**Aim of the exercise:** Pick out each line of the material that contains the word "energy". Case matters.

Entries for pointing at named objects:
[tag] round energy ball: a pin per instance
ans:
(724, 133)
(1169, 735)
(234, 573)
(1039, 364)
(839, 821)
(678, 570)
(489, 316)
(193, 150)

**Task answer:**
[tag] round energy ball: a pin per instance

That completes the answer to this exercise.